On paper, it doesn’t look that bad. The Dallas Cowboys lost a one possession road game to a playoff team from a year ago, and have a home game against the NFC’s basement club next week. Dropping a 16-8 contest to the Carolina Panthers won’t destroy their season.
But it’s so much worse. The scoreboard was about as deceiving as one can be. The Cowboys didn’t show up in Charlotte until it was way too late. And they didn’t look like a team without any points or offensive production.
They looked like a team without an identity.
The identity is supposed to be center Travis Frederick. Dallas might have him back at some point this season from his Guillain Barre Syndrome, but they are going to have to make do without him for the foreseeable future. When the Cowboys are at the peak of their powers, Frederick is supposed bulldozing opponents while leading a ground and pound offensive line in front of Ezekiel Elliot, controlling the clock and grinding opponents to dust.
The only ones getting dusted Sunday were the Cowboys.
Even without Frederick, Carolina still shuffled match-ups on the line of scrimmage down the stretch, and almost always got what they wanted. First it was Wes Horton cooking right tackle La’el Collins with under three minutes to go. Collins was called for a holding penalty, and he still failed to prevent the sack. The Cowboys spent a second round draft pick on Connor Williams, and plugged him right in at left guard next to Tyron Smith with high expectations. Kawann Short teed off on him and got a huge sack of Dak Prescott to put them behind the chains with 3:15 remaining.
The game clinching strip sack from Mario Addison came after replacement center Joe Looney threw a flimsy at best block on Addison after Williams didn’t pick him up at all. Late failures to protect in obvious passing situations ended up putting the final nail in the coffin, but even worse run blocking put them in the dire straits late.

◇ ◇ ◇

=== EXERCISE SET ===
• 1. Name every player the game report credits with a sack of the Cowboys.
• 2. Reproduce the passage of the game report that starts at "But it’s so" and ends at "opponents to dust.".

=== Stored records ===
◇ ◇ ◇

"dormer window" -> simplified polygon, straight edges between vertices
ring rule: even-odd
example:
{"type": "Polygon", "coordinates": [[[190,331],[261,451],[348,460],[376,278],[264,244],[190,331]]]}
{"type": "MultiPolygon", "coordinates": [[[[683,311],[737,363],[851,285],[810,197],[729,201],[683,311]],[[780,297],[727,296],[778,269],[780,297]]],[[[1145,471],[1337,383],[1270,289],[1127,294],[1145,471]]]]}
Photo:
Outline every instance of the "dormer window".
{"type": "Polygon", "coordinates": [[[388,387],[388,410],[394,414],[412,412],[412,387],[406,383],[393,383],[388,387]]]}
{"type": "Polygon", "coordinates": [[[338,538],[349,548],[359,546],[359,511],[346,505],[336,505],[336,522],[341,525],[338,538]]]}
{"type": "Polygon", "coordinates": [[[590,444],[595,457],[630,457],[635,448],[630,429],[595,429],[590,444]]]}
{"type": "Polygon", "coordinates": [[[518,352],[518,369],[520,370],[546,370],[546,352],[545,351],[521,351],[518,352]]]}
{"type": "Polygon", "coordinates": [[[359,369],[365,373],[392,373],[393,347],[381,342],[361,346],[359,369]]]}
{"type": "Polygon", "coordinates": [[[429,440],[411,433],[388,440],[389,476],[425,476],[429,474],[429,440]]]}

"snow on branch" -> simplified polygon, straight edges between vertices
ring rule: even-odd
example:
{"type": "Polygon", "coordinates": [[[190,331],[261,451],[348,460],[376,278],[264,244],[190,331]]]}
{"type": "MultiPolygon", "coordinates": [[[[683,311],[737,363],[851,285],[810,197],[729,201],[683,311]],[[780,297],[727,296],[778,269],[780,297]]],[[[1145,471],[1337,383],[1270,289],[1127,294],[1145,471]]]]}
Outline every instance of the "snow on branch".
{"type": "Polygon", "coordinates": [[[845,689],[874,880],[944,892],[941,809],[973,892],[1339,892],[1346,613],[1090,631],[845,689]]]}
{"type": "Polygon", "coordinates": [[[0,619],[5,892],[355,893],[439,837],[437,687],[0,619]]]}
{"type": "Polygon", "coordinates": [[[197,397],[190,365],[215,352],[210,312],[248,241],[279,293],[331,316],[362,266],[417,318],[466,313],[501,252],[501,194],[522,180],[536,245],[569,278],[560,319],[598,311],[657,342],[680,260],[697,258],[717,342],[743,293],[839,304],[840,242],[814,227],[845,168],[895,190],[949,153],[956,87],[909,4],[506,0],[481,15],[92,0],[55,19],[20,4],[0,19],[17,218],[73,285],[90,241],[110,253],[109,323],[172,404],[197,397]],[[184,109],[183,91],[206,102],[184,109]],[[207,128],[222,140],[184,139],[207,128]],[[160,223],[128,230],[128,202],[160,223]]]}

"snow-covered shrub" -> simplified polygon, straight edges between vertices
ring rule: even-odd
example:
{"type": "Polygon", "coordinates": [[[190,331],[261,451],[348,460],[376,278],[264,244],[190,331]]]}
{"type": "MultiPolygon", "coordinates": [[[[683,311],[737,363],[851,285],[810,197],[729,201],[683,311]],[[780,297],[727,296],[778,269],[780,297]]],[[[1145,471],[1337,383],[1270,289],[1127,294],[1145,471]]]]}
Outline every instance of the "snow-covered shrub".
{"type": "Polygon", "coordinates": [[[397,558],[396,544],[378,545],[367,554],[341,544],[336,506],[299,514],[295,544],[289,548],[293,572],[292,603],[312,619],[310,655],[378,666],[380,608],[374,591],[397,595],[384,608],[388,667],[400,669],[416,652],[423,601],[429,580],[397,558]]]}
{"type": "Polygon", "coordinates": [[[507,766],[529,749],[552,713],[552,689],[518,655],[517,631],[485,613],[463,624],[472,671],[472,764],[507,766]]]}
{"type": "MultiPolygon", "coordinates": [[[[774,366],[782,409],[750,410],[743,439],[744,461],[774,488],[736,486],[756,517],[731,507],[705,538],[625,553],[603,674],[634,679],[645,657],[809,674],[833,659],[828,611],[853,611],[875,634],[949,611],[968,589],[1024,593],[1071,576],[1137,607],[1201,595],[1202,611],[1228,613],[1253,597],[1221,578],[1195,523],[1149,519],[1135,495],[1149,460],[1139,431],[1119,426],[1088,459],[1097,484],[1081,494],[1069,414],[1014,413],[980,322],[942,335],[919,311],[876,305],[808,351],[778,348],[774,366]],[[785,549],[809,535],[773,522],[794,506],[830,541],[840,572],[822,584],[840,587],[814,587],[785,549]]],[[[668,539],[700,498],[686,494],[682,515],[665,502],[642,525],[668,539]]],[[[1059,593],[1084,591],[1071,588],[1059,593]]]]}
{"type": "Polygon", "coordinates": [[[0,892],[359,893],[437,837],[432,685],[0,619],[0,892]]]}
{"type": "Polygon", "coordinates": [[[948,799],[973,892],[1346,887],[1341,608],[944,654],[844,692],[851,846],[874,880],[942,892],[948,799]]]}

◇ ◇ ◇

=== SET OF ANSWERS ===
• 1. Wes Horton, Kawann Short, Mario Addison

• 2.
But it’s so much worse. The scoreboard was about as deceiving as one can be. The Cowboys didn’t show up in Charlotte until it was way too late. And they didn’t look like a team without any points or offensive production.
They looked like a team without an identity.
The identity is supposed to be center Travis Frederick. Dallas might have him back at some point this season from his Guillain Barre Syndrome, but they are going to have to make do without him for the foreseeable future. When the Cowboys are at the peak of their powers, Frederick is supposed bulldozing opponents while leading a ground and pound offensive line in front of Ezekiel Elliot, controlling the clock and grinding opponents to dust.